--- START Stored data ---

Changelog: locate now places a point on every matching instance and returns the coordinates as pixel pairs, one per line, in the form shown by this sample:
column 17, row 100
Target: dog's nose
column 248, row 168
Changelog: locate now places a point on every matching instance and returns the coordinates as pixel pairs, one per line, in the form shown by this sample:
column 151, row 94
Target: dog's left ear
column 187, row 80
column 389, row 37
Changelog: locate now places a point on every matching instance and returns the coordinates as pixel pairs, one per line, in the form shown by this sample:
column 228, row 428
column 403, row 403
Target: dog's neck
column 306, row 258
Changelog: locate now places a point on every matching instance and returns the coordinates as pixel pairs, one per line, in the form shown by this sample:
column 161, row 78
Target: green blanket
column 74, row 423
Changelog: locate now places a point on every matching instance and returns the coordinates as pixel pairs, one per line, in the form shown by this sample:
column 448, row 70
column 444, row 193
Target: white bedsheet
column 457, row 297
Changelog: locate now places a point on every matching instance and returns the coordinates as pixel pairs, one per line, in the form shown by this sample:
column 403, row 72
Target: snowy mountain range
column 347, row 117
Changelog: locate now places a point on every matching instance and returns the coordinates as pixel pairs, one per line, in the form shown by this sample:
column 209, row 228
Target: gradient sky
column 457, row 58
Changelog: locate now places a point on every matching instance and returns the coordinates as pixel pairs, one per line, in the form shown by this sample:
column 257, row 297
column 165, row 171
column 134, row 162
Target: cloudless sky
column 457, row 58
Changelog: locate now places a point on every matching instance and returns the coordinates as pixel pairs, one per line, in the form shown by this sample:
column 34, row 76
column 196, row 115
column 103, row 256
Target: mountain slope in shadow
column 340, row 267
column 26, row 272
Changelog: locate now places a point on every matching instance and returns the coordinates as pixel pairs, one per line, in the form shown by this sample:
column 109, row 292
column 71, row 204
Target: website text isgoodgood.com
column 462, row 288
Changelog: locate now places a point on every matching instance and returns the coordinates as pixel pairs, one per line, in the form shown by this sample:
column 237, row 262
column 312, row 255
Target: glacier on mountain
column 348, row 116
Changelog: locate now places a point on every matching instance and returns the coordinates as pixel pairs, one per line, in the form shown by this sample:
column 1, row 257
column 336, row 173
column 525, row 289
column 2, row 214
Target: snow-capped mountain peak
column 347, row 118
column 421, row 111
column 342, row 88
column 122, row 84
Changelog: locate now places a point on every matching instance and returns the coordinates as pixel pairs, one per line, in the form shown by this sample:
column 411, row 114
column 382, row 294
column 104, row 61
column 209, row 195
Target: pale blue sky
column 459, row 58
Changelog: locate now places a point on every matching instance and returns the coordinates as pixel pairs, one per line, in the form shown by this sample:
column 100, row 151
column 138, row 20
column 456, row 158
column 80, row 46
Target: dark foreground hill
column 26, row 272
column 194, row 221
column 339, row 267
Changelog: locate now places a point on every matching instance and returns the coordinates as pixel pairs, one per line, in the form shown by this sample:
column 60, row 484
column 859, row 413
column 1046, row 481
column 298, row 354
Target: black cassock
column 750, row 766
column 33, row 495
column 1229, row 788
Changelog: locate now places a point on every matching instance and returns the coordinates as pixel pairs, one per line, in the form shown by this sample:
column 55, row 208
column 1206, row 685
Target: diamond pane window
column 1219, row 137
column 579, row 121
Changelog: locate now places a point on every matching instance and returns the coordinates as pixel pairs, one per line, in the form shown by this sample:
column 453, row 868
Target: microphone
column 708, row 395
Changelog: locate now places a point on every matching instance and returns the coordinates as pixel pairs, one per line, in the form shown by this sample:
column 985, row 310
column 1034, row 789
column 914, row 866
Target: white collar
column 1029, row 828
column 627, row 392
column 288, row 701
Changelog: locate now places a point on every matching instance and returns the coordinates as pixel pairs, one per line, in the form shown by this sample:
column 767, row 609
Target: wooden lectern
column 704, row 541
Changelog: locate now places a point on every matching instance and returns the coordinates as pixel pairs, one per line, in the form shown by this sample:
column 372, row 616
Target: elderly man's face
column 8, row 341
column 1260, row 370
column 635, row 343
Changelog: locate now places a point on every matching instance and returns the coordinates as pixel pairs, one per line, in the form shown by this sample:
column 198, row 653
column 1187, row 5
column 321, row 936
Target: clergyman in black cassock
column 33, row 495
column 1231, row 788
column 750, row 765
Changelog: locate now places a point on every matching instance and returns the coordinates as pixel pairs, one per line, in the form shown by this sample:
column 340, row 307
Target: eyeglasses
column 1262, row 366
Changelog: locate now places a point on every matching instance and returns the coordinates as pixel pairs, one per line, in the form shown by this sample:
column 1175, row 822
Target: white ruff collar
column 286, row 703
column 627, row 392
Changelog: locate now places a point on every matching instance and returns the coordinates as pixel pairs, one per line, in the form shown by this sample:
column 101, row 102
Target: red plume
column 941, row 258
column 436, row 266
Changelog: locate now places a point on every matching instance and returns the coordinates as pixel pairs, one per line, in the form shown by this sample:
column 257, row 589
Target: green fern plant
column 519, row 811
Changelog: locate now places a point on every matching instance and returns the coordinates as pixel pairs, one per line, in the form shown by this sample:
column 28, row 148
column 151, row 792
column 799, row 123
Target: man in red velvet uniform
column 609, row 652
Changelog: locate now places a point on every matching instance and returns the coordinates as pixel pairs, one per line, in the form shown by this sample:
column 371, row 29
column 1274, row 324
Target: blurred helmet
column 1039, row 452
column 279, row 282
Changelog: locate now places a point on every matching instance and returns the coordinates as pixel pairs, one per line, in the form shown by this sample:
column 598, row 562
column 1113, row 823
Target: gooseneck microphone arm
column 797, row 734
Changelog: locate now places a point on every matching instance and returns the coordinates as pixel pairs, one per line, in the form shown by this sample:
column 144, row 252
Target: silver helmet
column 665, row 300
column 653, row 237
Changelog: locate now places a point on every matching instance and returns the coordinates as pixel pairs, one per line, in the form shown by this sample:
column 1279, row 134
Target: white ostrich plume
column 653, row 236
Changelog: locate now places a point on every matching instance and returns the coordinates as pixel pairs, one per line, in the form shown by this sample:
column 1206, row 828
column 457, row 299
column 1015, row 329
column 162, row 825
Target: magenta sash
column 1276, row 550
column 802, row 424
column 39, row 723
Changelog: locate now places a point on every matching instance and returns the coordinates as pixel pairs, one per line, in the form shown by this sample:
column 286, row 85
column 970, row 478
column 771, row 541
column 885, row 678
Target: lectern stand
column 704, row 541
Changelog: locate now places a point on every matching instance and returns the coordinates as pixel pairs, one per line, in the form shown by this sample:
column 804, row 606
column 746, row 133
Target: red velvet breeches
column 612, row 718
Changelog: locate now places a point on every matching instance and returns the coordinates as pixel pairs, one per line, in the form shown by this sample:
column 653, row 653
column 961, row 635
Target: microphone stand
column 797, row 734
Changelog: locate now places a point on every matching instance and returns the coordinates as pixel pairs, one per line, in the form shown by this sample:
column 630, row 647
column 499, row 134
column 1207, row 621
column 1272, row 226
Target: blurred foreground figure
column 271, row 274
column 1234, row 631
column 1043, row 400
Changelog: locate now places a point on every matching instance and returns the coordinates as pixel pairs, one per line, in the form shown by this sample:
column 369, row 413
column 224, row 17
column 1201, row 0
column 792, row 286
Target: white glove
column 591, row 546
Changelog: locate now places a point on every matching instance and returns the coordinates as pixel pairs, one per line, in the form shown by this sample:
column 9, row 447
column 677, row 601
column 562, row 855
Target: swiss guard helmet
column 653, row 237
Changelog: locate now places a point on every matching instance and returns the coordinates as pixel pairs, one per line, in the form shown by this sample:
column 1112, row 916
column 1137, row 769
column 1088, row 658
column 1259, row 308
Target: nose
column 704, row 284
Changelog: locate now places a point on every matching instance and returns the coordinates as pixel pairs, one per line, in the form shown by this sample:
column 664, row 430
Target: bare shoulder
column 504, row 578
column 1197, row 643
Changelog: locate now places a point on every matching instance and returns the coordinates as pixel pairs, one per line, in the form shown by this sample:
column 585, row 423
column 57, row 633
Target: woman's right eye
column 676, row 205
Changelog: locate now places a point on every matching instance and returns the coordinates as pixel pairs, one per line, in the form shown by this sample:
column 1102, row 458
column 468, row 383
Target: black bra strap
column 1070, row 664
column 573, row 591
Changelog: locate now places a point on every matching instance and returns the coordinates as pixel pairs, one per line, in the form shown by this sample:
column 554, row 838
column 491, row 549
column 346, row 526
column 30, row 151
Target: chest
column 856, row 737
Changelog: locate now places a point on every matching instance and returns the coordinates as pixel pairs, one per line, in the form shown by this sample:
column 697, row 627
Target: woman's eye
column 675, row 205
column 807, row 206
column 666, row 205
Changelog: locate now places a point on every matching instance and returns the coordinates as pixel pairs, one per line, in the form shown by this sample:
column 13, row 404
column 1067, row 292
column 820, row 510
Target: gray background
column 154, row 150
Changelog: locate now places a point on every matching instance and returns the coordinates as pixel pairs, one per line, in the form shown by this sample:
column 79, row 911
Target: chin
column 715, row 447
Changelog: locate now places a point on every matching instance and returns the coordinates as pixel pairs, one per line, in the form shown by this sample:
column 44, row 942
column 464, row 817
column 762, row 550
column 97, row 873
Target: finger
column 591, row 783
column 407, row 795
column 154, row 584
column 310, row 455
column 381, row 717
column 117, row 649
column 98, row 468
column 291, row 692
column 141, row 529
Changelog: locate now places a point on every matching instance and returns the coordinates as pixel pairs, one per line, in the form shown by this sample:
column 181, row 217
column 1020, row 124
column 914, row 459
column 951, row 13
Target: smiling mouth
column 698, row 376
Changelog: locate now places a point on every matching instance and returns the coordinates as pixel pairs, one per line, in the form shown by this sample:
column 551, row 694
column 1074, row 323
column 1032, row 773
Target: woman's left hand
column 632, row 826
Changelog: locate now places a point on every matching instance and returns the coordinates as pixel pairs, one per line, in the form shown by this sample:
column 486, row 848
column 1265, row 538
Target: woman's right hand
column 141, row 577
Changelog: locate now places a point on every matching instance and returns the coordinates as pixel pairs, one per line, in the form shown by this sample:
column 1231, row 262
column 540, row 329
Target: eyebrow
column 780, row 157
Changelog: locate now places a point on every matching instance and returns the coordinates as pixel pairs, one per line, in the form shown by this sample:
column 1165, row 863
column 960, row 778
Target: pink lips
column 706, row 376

--- END Stored data ---

- [Given request]
Return every line of the entries above that contains the word "foreground".

- [Answer for the task]
Target: dark foreground hill
Target: blurred foreground figure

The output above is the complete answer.